(DOCUMENT EXCERPT Opens)
I was able to do a bit of reading, reading over a dozen short stories and one novel, Jonathan Lethem's excellent Gun, with Occasional Music.

ICU visiting hours left a large three-hour gap in each day that I filled by visiting the local Borders and the Half-Price Books in Mesa. Found some pretty good stuff at Half-Price including A Saucer of Loneliness: Vol. VII of the Complete Stories of Theodore Sturgeon and yes, the very first installment of The Year's Best Fantasy (before "Horror" officially entered into the title).

I also picked up a current genre magazine at Borders. No, I won't tell you what it was, but it wasn't F&SF. (I finished the September issue on the initial flight to Chicago.) The magazine I bought is one I've bought before - a mag you'd probably recognize - but I hadn't read it in out two years. I thought the first story was okay, but a weak choice for the lead story. The second - also okay, but that's all. The more I read, the more my disappointment level rose. "I know I can write as well as some of these people," I told myself. Then I read Ursula K. LeGuin's "Buffalo Gals, Won't You Come Out Tonight" from TYBF. Okay, I can't write like that! But I'd sure shoot for LeGuin's level any day.
(DOCUMENT EXCERPT Closes)
(STUDY MATERIAL Opens)
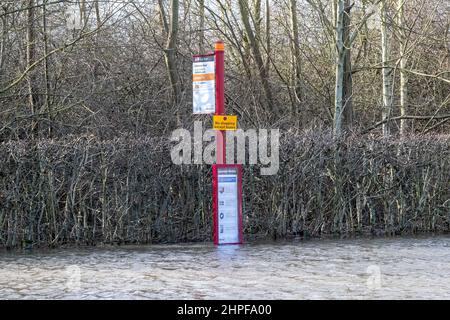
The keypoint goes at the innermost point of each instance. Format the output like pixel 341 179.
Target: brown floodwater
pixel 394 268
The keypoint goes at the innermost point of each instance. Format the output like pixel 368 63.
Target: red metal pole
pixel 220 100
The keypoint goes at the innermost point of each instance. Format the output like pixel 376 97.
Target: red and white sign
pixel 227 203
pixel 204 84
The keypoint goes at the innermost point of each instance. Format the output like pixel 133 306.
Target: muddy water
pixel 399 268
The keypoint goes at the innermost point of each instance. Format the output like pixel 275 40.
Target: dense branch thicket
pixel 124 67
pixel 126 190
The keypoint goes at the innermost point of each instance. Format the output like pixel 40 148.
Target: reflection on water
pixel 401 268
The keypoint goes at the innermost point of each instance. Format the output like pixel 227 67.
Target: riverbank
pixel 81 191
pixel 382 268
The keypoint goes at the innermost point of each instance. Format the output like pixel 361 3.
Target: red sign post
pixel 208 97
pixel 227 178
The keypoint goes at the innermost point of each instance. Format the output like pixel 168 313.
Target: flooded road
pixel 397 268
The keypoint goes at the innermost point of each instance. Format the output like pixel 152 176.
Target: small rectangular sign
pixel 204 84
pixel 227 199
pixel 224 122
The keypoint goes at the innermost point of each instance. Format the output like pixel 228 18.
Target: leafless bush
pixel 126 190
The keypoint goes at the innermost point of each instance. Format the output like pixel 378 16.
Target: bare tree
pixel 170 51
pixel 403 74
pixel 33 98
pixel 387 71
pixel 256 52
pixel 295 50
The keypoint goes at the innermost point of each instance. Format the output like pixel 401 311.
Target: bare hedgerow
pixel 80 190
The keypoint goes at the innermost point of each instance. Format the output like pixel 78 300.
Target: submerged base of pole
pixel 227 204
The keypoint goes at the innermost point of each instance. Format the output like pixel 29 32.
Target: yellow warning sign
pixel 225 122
(STUDY MATERIAL Closes)
» **WHAT TO WORK ON**:
**1.** In the reading excerpt about the Half-Price Books visits, what novel did the writer read?
**2.** Write a continuation of the reading excerpt about the Half-Price Books visits, starting after its final sentence.

» **ANSWERS PROVIDED**:
**1.** Jonathan Lethem's Gun, with Occasional Music.

**2.**
Maybe those stories I read in the mag are the best stories they receive. (I sure don't know why they'd withhold the good stuff.) Maybe my stories aren't as good as theirs, but I think mine can at least compete. Anyway, it gives me hope...until I read LeGuin, that is.

Now Reading = James Tiptree, Jr.: The Double Life of Alice B. Sheldon - Julie Phillips
Now Playing = The Complete Recordings - Robert Johnson

3 comments:

John said...

I am compiling a list--although at this point it is only a mental list, but a list nonetheless--of books and stories to cheer me up about my own writing prospects, relative to what's out there already. Part of me screams that this is a waste of time and distracts from just writing good stories that I would want to read. The other part of me just stuck a note to the screaming part that said "kick me."

The screaming part might be right, but the note-writing, list-making part is more fun.

Anyway, we should compare notes.


And that's great about your mom. I hope the next week is peaceful for you.

Andy Wolverton said...

The list is a great idea...wish I'd thought of it. Now I have some things to put on it.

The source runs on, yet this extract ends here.